═════ INPUT MATERIAL

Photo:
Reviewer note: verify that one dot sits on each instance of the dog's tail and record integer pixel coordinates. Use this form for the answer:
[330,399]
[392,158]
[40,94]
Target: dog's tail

══════════

■ INSTRUCTIONS FOR THE TASK:
Copy out the full set of records precisely, leaving nothing out.

■ EXERCISE OUTPUT:
Photo:
Reviewer note: verify that one dot sits on each instance of the dog's tail and record integer pixel coordinates. Use this form for the answer:
[330,399]
[392,158]
[40,94]
Target: dog's tail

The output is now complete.